Brief —
Can you copy out each of the items below word for word, keeping every line as it stands?

+ + + + +

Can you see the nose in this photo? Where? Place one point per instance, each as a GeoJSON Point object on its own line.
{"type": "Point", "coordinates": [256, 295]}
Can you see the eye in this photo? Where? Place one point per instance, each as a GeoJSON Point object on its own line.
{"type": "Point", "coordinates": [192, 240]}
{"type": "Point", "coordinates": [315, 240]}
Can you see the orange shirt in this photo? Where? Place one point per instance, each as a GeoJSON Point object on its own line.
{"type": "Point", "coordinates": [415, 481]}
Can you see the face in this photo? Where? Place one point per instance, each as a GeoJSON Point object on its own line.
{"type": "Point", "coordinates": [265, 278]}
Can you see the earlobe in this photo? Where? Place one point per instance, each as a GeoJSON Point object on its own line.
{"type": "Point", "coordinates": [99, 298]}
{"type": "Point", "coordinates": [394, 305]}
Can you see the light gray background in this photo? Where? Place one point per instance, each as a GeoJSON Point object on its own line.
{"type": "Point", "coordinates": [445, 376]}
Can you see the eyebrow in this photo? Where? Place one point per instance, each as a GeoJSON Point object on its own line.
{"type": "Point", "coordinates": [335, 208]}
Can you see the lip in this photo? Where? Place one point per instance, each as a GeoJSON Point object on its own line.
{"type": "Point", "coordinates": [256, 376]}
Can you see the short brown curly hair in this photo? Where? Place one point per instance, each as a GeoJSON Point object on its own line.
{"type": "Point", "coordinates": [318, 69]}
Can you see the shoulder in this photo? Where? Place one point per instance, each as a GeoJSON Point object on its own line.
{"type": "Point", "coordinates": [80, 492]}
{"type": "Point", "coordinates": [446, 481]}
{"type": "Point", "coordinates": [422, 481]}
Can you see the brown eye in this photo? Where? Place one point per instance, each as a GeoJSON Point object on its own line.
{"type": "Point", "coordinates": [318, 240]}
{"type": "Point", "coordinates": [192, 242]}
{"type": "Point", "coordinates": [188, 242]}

+ + + + +

Worked solution —
Can you see the nose in this photo? Where? Place one point per instance, each as a GeoJSON Point object on its own line.
{"type": "Point", "coordinates": [256, 295]}
Can you see the eye in this photo? Where? Place one point per instance, each as a GeoJSON Point object on its own line.
{"type": "Point", "coordinates": [192, 240]}
{"type": "Point", "coordinates": [315, 240]}
Can you see the orange shirt in this photo? Where? Place one point per instance, each as a GeoJSON Point object on its own line.
{"type": "Point", "coordinates": [415, 481]}
Can you see the face in this photo? Where? Place one point per instance, each as a GeoJSON Point object on its own line.
{"type": "Point", "coordinates": [265, 278]}
Can you see the earlobe in this photo? Where? Place one point per instance, each as a GeoJSON Point object on its own line.
{"type": "Point", "coordinates": [99, 298]}
{"type": "Point", "coordinates": [394, 305]}
Can you see the light gray background in this photo? Where? Place one point per instance, each as a GeoJSON Point object on its own line.
{"type": "Point", "coordinates": [445, 376]}
Can you see the eyebrow in this photo? Where? Place one point per instance, each as a GeoJSON Point object on its own line.
{"type": "Point", "coordinates": [335, 208]}
Can you see the lip in this photo? Where? Place one point per instance, each as a GeoJSON Point object on its own line.
{"type": "Point", "coordinates": [256, 376]}
Can you see the short brown curly hair in this photo? Where? Place one point per instance, each as a GeoJSON Point object on its own line.
{"type": "Point", "coordinates": [318, 69]}
Can you see the shoulder in this photo? Where? Place one point per instance, each as a GeoJSON Point object on its own line.
{"type": "Point", "coordinates": [80, 492]}
{"type": "Point", "coordinates": [446, 481]}
{"type": "Point", "coordinates": [422, 481]}
Can you see the brown eye in this photo? Where? Place one point per instance, each as a GeoJSON Point object on its own line.
{"type": "Point", "coordinates": [318, 240]}
{"type": "Point", "coordinates": [192, 242]}
{"type": "Point", "coordinates": [188, 242]}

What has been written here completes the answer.